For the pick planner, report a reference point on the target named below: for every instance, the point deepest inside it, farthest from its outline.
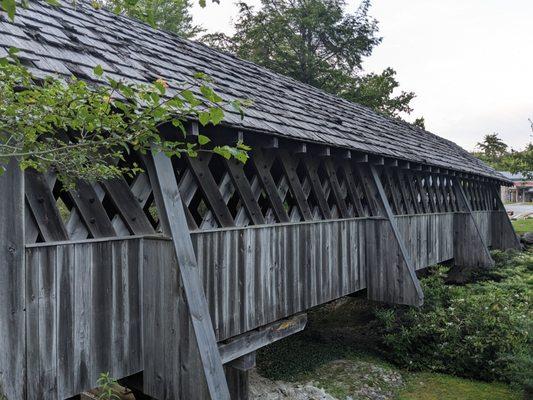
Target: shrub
(479, 330)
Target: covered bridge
(172, 280)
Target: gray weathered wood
(251, 341)
(408, 291)
(470, 246)
(12, 284)
(175, 225)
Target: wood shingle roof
(73, 39)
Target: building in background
(520, 192)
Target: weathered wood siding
(484, 221)
(257, 275)
(88, 304)
(83, 313)
(428, 237)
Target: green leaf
(10, 7)
(204, 118)
(98, 70)
(223, 151)
(202, 140)
(217, 115)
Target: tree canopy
(495, 152)
(317, 42)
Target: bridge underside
(179, 275)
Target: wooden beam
(412, 289)
(311, 169)
(467, 236)
(44, 208)
(12, 284)
(377, 160)
(289, 165)
(271, 143)
(193, 129)
(262, 168)
(503, 234)
(238, 383)
(404, 165)
(244, 363)
(248, 342)
(128, 206)
(174, 224)
(206, 182)
(323, 151)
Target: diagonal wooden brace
(391, 275)
(470, 249)
(174, 224)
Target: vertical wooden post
(174, 224)
(238, 376)
(12, 285)
(503, 234)
(391, 274)
(470, 249)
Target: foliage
(492, 147)
(494, 152)
(479, 330)
(84, 132)
(377, 92)
(523, 225)
(318, 43)
(428, 386)
(108, 387)
(170, 15)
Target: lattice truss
(275, 186)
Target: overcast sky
(470, 62)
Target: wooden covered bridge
(172, 280)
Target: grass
(523, 225)
(428, 386)
(344, 372)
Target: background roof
(72, 40)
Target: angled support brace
(174, 223)
(12, 285)
(503, 234)
(391, 275)
(469, 247)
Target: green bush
(479, 330)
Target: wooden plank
(468, 235)
(311, 169)
(251, 341)
(12, 284)
(175, 225)
(404, 193)
(236, 171)
(238, 383)
(505, 237)
(263, 173)
(352, 189)
(394, 193)
(337, 193)
(44, 208)
(415, 296)
(289, 166)
(92, 211)
(128, 206)
(206, 182)
(245, 362)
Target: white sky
(470, 62)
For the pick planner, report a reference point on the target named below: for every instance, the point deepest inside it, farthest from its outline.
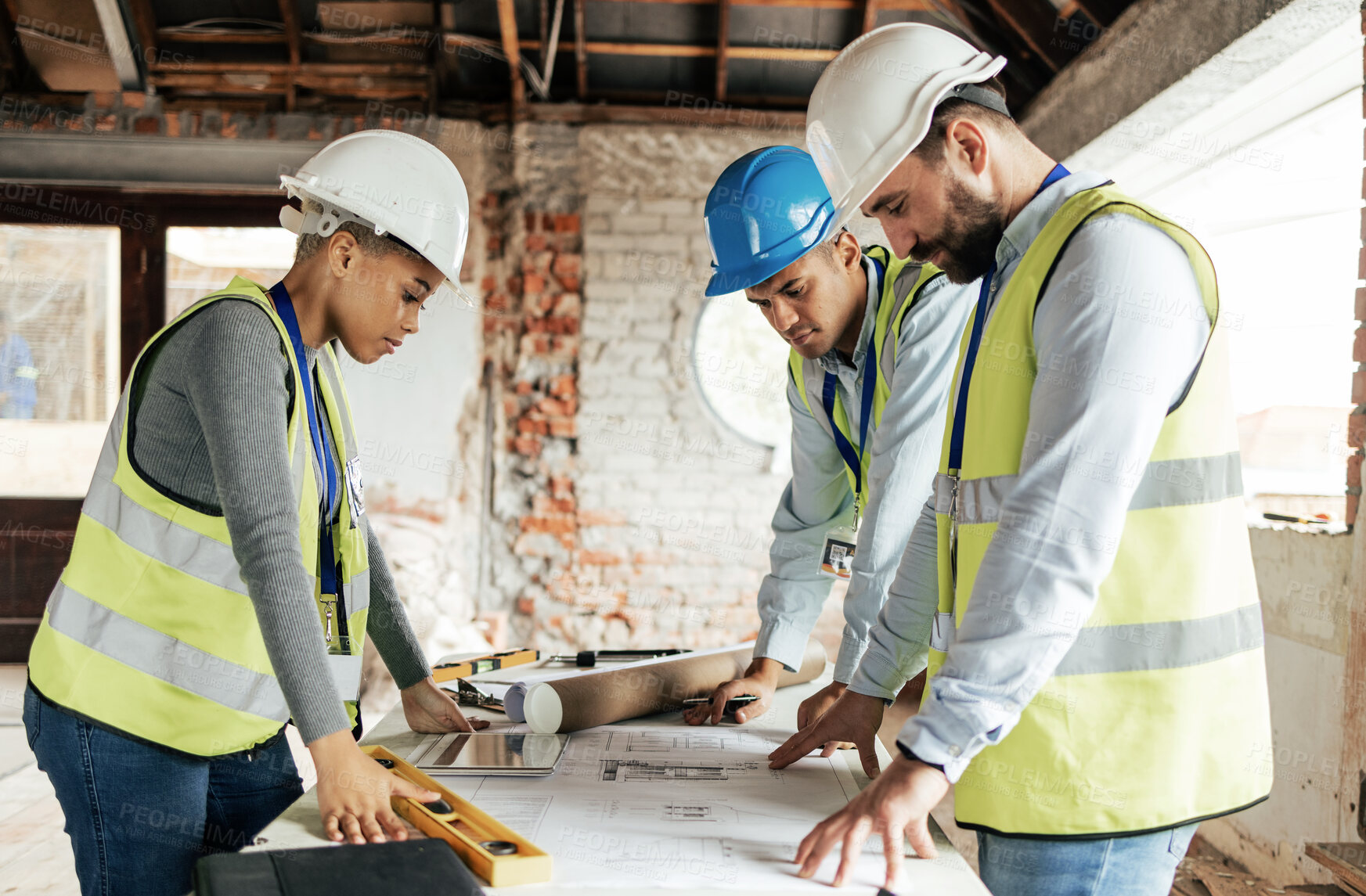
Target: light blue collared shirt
(1119, 333)
(905, 458)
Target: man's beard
(970, 236)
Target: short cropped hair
(931, 149)
(370, 243)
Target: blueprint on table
(686, 808)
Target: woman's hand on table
(431, 711)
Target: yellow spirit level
(466, 668)
(487, 846)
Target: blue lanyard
(284, 308)
(955, 445)
(854, 458)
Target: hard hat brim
(723, 283)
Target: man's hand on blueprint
(817, 705)
(895, 804)
(854, 718)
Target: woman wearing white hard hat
(1082, 575)
(225, 577)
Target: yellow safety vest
(150, 628)
(903, 282)
(1149, 718)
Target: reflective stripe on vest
(1125, 736)
(150, 628)
(902, 286)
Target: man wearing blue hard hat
(873, 339)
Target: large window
(59, 322)
(1269, 181)
(59, 354)
(203, 260)
(739, 366)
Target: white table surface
(301, 826)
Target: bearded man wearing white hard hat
(225, 577)
(1079, 586)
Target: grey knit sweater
(211, 430)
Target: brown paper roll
(608, 696)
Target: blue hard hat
(766, 209)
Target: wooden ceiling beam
(1101, 11)
(291, 34)
(11, 59)
(870, 9)
(513, 49)
(279, 84)
(174, 36)
(144, 31)
(1034, 23)
(375, 70)
(654, 112)
(693, 51)
(723, 45)
(906, 5)
(581, 51)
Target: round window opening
(741, 369)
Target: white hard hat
(874, 102)
(395, 183)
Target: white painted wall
(1303, 584)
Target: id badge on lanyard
(838, 553)
(335, 633)
(838, 549)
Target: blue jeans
(1142, 865)
(139, 817)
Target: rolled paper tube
(608, 696)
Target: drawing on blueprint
(636, 771)
(694, 742)
(645, 811)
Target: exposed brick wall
(647, 520)
(623, 513)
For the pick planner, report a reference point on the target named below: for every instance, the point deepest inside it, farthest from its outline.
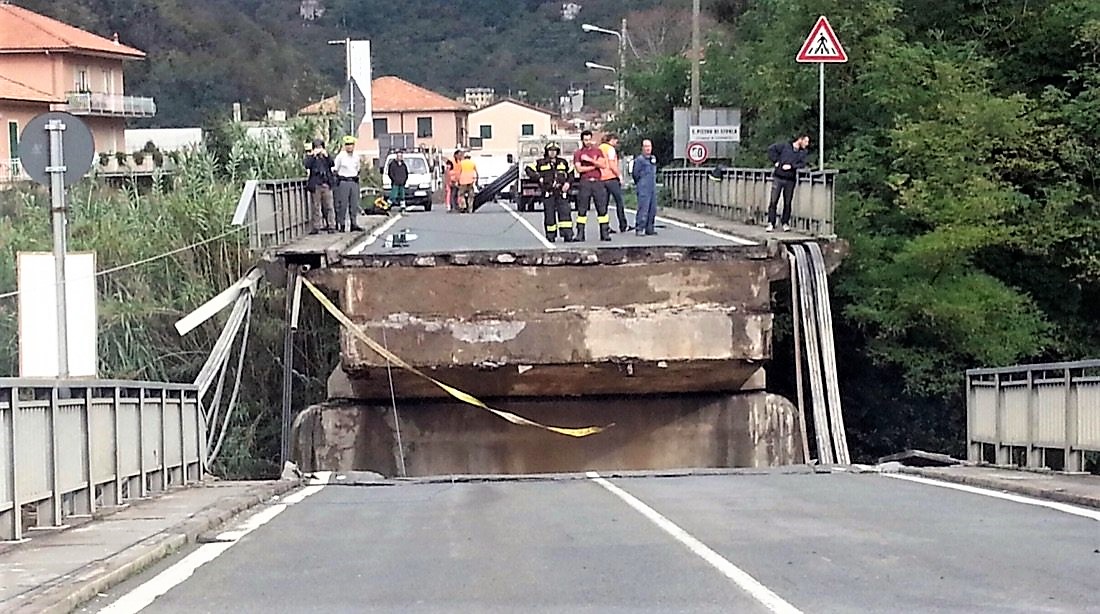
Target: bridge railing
(276, 211)
(741, 195)
(1038, 415)
(67, 448)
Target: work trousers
(557, 216)
(347, 201)
(784, 187)
(615, 193)
(397, 195)
(320, 200)
(647, 210)
(587, 190)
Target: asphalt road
(816, 543)
(496, 227)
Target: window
(13, 140)
(422, 128)
(381, 127)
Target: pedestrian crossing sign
(822, 45)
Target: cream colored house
(497, 128)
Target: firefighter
(552, 174)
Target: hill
(206, 54)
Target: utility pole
(696, 57)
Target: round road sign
(78, 147)
(697, 152)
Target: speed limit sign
(696, 152)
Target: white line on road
(143, 595)
(749, 584)
(708, 231)
(358, 248)
(1095, 514)
(528, 226)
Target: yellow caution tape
(464, 397)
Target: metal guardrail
(83, 103)
(277, 212)
(741, 195)
(1020, 414)
(67, 448)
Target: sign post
(823, 47)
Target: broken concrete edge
(1014, 486)
(67, 593)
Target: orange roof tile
(25, 31)
(396, 95)
(10, 89)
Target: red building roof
(22, 31)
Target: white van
(418, 189)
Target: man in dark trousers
(398, 174)
(319, 186)
(788, 159)
(589, 161)
(552, 174)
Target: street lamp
(620, 83)
(351, 92)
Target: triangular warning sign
(822, 45)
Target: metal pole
(821, 114)
(56, 172)
(696, 56)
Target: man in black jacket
(398, 174)
(319, 185)
(788, 159)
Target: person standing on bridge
(319, 186)
(398, 174)
(345, 167)
(788, 159)
(552, 174)
(613, 183)
(644, 174)
(589, 161)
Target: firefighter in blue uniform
(553, 176)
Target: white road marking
(747, 583)
(707, 231)
(143, 595)
(358, 248)
(1084, 512)
(528, 226)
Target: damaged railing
(67, 448)
(741, 195)
(1037, 415)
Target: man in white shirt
(345, 168)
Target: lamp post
(619, 80)
(351, 91)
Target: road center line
(747, 583)
(528, 226)
(143, 595)
(358, 248)
(707, 231)
(1084, 512)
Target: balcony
(110, 105)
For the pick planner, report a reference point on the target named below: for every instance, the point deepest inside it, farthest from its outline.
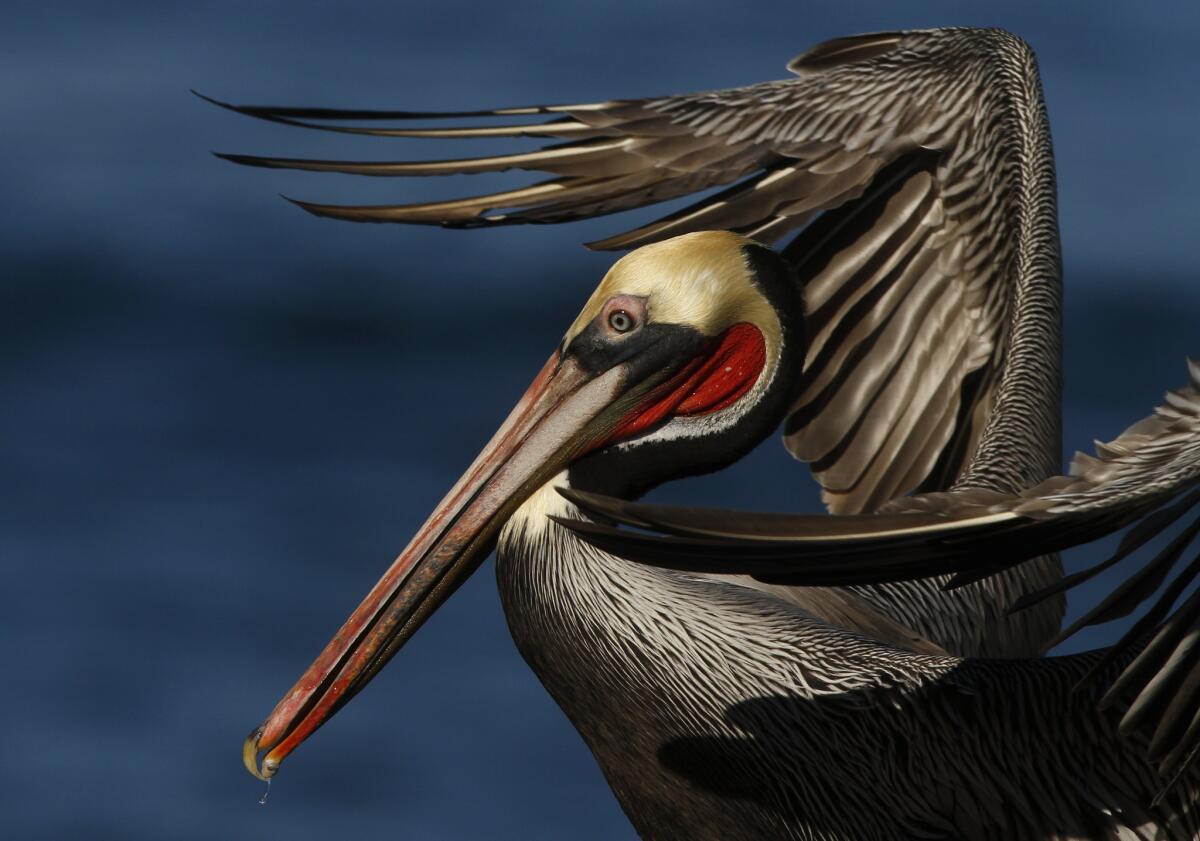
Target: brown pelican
(909, 338)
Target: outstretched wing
(1149, 476)
(911, 148)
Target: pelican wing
(1147, 476)
(907, 150)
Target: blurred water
(222, 418)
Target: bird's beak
(565, 412)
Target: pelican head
(678, 364)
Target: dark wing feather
(1147, 476)
(893, 142)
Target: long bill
(564, 412)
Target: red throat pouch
(709, 383)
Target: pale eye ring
(622, 320)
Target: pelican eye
(621, 320)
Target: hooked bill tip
(250, 756)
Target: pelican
(761, 677)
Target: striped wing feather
(887, 139)
(1147, 476)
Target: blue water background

****************************************

— STATED TASK —
Write out the lines of the records above without any change, starting at the line that contains "Target: long bill" and ending at the last line of the records, with both of those lines included.

— ANSWER TO THE EXERCISE —
Target: long bill
(564, 412)
Target: red throat pouch
(709, 383)
Target: pale eye ring
(622, 320)
Target: pelican eye
(621, 320)
Target: hooked bill tip
(250, 756)
Target: pelican
(761, 677)
Target: striped wing feather
(887, 139)
(1147, 476)
Target: blue water background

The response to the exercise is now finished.